Rewrite every one of the entries below, replacing "pixel corners" with "corner coordinates" wherever it occurs and leaving all other text unchanged.

# [DATASET]
--

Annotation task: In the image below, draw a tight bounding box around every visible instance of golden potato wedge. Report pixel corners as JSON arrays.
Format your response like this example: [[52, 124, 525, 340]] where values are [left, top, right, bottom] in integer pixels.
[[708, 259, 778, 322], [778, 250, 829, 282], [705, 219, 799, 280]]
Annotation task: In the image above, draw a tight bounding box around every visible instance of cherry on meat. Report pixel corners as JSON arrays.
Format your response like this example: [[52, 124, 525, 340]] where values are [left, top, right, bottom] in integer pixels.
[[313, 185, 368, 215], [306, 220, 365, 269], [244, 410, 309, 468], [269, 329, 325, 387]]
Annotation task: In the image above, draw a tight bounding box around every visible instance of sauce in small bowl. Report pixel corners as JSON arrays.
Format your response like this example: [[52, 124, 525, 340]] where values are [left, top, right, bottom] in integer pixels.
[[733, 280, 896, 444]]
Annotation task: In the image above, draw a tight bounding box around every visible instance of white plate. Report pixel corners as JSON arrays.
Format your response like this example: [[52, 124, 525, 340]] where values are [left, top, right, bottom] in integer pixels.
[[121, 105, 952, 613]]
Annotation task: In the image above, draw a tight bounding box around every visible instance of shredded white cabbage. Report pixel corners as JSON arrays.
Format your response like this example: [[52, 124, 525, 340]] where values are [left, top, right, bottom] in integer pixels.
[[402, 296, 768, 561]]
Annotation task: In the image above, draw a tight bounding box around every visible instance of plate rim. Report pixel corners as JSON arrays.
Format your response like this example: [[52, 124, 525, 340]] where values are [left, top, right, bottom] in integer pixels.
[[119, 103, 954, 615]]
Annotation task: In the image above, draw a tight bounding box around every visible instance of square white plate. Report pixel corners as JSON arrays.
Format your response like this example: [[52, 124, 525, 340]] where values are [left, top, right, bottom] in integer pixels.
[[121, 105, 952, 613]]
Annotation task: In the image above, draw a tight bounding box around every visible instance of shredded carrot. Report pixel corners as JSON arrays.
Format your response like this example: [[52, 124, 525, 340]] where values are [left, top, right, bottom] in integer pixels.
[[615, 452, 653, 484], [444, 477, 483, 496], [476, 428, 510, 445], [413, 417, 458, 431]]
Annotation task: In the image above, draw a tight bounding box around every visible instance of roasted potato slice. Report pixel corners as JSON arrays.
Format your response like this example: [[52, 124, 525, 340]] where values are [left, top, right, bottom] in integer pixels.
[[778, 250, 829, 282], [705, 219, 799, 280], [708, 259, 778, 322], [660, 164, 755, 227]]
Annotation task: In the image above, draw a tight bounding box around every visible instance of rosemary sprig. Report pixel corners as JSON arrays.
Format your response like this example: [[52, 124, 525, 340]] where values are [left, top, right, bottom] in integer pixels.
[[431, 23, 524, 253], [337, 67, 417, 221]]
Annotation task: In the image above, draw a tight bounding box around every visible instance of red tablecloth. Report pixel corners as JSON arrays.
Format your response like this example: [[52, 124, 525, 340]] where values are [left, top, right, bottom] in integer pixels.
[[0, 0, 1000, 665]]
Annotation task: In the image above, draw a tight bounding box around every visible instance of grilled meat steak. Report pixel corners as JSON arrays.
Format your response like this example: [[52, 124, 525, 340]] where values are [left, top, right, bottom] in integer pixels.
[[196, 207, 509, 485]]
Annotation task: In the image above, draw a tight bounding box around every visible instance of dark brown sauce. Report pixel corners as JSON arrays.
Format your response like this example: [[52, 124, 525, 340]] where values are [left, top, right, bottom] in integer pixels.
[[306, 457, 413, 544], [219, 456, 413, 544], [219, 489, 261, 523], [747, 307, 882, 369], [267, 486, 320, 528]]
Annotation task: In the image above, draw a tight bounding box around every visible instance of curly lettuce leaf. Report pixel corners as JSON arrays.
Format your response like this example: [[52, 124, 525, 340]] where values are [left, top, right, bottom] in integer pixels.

--

# [SOLUTION FOR THIS TASK]
Annotation task: In the image below, draw a tight bounding box around every visible instance of golden potato wedge. Report corner coordinates as JSON arrays.
Format your response like this example: [[52, 124, 525, 340]] where values are [left, top, right, bottom] in integer pixels.
[[708, 259, 778, 322], [778, 250, 829, 282], [705, 219, 799, 280]]
Annotation task: In the image above, draw a tight bounding box around every visible instance of cherry on meat. Report corner coordinates as JSON arrays.
Format your response like this example: [[52, 124, 525, 340]] where values are [left, top, right, bottom] in integer pixels.
[[313, 185, 368, 215], [306, 220, 365, 269], [244, 410, 309, 468], [269, 329, 325, 387]]
Annotation task: In the image above, draw a tight bounding box around every visible instance of sauce in small bowl. Report corner coordinates as JSON arrays.
Format your response like this example: [[52, 124, 525, 340]] where values are [left, top, right, bottom] in integer pixels.
[[733, 280, 896, 444]]
Annotation task: In the image above, draw a tight bounding box around every visible instance of white plate. Report corner coordinates as JSON arrays.
Format your response like this example: [[52, 124, 525, 340]] where values are [left, top, right, bottom] in integer pixels.
[[121, 105, 952, 613]]
Annotation task: In the image above, draw a tight bounding box around every visible instance of shredded white cabbage. Report corner coordinates as JSON arrays.
Format your response like this example: [[52, 124, 525, 340]] where values are [left, top, right, bottom] in integer pixels.
[[402, 296, 768, 561]]
Annotation task: In the image above, draw a tight bounding box around every visible instance of plate rim. Report corner coordinates as JSON arrays.
Format your response like this example: [[52, 124, 525, 340]] where values are [left, top, right, bottom] in integer pixels.
[[119, 103, 954, 615]]
Annotation task: In the image above, draw a tight bounding box around every visible instance of square white plate. Report corner coordinates as JSON arrays.
Format your response like this example: [[52, 124, 525, 340]] where values are [left, top, right, bottom] in integer pixels.
[[121, 105, 952, 613]]
Annotation task: In the image above, draw a tight bounding box around every visible instance of shredded carrot. Report corner coordinates as JSON arrays.
Format your response like this example: [[52, 124, 525, 340]] where values are [left, top, right, bottom] in integer pixels.
[[615, 452, 653, 484], [444, 477, 483, 496], [476, 428, 510, 445], [413, 417, 458, 431]]
Annotation task: In the image above, draw a tight bounding box around every visible instance of roasted potato slice. Report corner coordinates as JSON arrays.
Format your response like this example: [[52, 124, 525, 340]] where values are [left, top, right, bottom] in integer pixels.
[[778, 250, 829, 282], [705, 219, 799, 280], [708, 259, 778, 322], [660, 164, 755, 227]]
Annotation task: In the image above, draw a tight bounding box around every visible instance of rosemary sprig. Report corner coordinates as JSON arrays.
Format your response like this example: [[52, 124, 525, 340]] where values are [left, top, right, bottom] in integer pixels.
[[431, 23, 524, 253], [337, 67, 417, 221]]
Annotation task: In the image above, draw a tight bounding box around every visible instance of red tablecloth. Report corner coordinates as JSON arrays.
Format your response like this example: [[52, 124, 525, 340]] where values are [left, top, right, bottom] in integer pixels.
[[0, 0, 1000, 665]]
Annotation task: In the image above, draw a tight bounding box around every visible instance of grilled meat steak. Report corner coordinates as JSON arrays.
Format your response like this example: [[52, 124, 525, 340]] where values are [left, top, right, bottom] in integer pixels.
[[196, 207, 509, 485]]
Annotation task: In the image above, draw a tight bounding box around every visible instance of dark brown sauce. Report corner coordinates as JSON arrays.
Format your response like this example: [[52, 124, 525, 340]] where values are [left, top, right, bottom] in integer pixels.
[[306, 457, 413, 544], [219, 456, 413, 544], [219, 489, 261, 523], [747, 307, 882, 369], [267, 486, 320, 528]]
Annotation task: In the image above, draw a tight bounding box around every visible instance of curly lettuce leaf. Report corner coordinates as JSON arrays.
Format your response like this example: [[52, 124, 525, 340]] where values are [left, top, right, bottom] in integer pixels.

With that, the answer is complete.